Document passage.
TopicModelsVB.jl

v1.x compatible.

A Julia package for variational Bayesian topic modeling.

Topic models are Bayesian hierarchical models designed to discover the latent low-dimensional thematic structure within corpora. Topic models are fit using either Markov chain Monte Carlo (MCMC), or variational inference (VI).

Markov chain Monte Carlo methods are slow but consistent, given enough time, MCMC will fit the desired model exactly. Contrarily, variational inference is fast but inconsistent, as one must approximate distributions in order to ensure tractability.

This package takes the latter approach to topic modeling.

Installation

(@v1.8) pkg> add https://github.com/ericproffitt/TopicModelsVB.jl

Dependencies

DelimitedFiles
SpecialFunctions
LinearAlgebra
Random
Distributions
OpenCL
Crayons

Datasets

Included in TopicModelsVB.jl are two datasets:

National Science Foundation Abstracts 1989 - 2003:

128804 documents
25319 vocabulary

CiteULike Science Article Database:

16980 documents
8000 vocabulary
5551 users

Corpus

Let's begin with the Corpus data structure. The Corpus data structure has been designed for maximum ease-of-use. Datasets must still be cleaned and put into the appropriate format, but once a dataset is in the proper format and read into a corpus, it can easily be modified to meet the user's needs.

There are four plaintext files that make up a corpus:

docfile
vocabfile
userfile
titlefile

None of these files are mandatory to read a corpus, and in fact reading no files will result in an empty corpus. However in order to train a model a docfile will be necessary, since it contains all quantitative data known about the documents. On the other hand, the vocab, user and title files are used solely for interpreting output.

The docfile should be a plaintext file containing lines of delimited numerical values. Each document is a block of lines, the number of which depends on what information is known about the documents. Since a document is at its essence a list of terms, each document must contain at least one line containing a nonempty list of delimited positive integer values corresponding to the terms of which it is composed. Any further lines in a document block are optional, however if they are present they must be present for all documents and must come in the following order:

terms - A line of delimited positive integers corresponding to the terms which make up the document (this line is mandatory).

counts - A line of delimited positive integers, equal in length to terms, corresponding to the number of times a term appears in a document.

readers - A line of delimited positive integers corresponding to those users which have read the document.

ratings - A line of delimited positive integers, equal in length to readers, corresponding to the rating each reader gave the document.

An example of a single doc block from a docfile with all possible lines included,

...
4,10,3,100,57
1,1,2,1,3
1,9,10
1,1,5
...

The vocab and user files are tab delimited dictionaries mapping positive integers to terms and usernames (resp.). For example,

1    this
2    is
3    a
4    vocab
5    file

A userfile is identitcal to a vocabfile, except usernames will appear in place of vocabulary terms.

Finally, a titlefile is simply a list of titles, not a dictionary, and is of the form,

title1
title2
title3
title4
title5

The order of these titles correspond to the order of document blocks in the associated docfile.

Instruction a.
According to the TopicModelsVB.jl page, why is a docfile needed to train a model even though none of the four corpus files is mandatory for reading a corpus?
The TopicModelsVB.jl page and the records are unrelated material.

Entries shown.
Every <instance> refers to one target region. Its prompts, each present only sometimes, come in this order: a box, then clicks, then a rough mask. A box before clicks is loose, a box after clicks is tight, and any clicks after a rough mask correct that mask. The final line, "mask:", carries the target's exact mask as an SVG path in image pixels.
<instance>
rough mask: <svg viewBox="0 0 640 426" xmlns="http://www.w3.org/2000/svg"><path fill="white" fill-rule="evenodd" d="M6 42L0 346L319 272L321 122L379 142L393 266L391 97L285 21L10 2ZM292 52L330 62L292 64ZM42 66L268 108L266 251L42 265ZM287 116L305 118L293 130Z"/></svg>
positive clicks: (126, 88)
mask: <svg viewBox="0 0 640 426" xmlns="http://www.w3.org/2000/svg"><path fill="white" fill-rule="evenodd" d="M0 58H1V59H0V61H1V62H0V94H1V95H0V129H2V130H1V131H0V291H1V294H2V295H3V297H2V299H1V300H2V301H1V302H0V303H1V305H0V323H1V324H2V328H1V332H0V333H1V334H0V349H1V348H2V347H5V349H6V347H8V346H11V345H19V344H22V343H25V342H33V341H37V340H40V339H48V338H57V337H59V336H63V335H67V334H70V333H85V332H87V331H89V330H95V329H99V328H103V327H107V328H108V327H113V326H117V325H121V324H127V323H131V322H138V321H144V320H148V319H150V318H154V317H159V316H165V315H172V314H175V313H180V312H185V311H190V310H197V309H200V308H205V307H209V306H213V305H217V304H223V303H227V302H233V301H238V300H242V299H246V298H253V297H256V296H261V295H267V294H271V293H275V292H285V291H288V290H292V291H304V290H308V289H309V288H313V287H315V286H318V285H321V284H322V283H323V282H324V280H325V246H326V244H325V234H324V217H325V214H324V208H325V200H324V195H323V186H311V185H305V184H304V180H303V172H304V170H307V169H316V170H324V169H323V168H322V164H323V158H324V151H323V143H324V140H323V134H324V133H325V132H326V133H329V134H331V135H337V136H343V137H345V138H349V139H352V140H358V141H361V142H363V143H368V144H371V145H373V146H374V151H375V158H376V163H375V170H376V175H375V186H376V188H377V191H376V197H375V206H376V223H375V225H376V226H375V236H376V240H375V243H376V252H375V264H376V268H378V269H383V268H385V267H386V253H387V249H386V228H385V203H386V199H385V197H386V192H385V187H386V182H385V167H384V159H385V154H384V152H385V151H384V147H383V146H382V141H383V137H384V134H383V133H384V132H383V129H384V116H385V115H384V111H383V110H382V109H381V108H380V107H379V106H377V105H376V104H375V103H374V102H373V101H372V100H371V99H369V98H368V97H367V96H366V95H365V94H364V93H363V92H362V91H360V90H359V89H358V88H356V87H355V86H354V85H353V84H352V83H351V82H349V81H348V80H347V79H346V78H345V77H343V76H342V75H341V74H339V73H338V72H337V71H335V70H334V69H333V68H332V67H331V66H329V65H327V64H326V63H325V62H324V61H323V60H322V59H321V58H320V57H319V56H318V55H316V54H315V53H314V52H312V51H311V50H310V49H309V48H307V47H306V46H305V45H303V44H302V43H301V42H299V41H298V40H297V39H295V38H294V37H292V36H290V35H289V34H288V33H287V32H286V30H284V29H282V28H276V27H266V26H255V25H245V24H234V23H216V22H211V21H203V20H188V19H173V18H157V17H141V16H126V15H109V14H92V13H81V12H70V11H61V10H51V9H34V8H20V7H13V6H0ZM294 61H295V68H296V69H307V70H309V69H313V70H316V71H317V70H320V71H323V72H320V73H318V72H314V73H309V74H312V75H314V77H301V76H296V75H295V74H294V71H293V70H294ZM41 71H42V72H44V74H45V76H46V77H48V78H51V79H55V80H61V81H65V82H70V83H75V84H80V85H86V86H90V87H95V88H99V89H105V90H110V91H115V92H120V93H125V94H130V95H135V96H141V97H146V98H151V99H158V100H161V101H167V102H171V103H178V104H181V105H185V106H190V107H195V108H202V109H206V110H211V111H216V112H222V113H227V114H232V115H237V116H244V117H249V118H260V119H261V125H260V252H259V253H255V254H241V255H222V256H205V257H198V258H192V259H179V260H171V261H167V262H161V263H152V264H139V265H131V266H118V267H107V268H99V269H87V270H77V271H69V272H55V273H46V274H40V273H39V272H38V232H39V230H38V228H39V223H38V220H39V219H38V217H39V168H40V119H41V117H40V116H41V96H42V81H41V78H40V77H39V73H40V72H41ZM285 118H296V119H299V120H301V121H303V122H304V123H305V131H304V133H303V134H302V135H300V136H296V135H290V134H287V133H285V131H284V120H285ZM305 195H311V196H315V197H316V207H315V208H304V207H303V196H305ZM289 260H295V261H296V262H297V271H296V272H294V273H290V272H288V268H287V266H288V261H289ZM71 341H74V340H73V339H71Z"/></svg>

Instruction b.
Rewrite the records from their start through the line that contains "positive clicks: (126, 88)", replacing "rough mask" with "coarse mask" and leaving everything else unchanged.

Exercise output a.
A docfile is needed for training because it contains all quantitative data known about the documents. The vocab, user and title files serve only for interpreting output.

Exercise output b.
Every <instance> refers to one target region. Its prompts, each present only sometimes, come in this order: a box, then clicks, then a coarse mask. A box before clicks is loose, a box after clicks is tight, and any clicks after a coarse mask correct that mask. The final line, "mask:", carries the target's exact mask as an SVG path in image pixels.
<instance>
coarse mask: <svg viewBox="0 0 640 426" xmlns="http://www.w3.org/2000/svg"><path fill="white" fill-rule="evenodd" d="M6 42L0 346L319 272L321 122L379 142L393 266L391 97L285 21L10 2ZM292 52L330 62L292 64ZM42 66L268 108L266 251L42 265ZM287 116L305 118L293 130Z"/></svg>
positive clicks: (126, 88)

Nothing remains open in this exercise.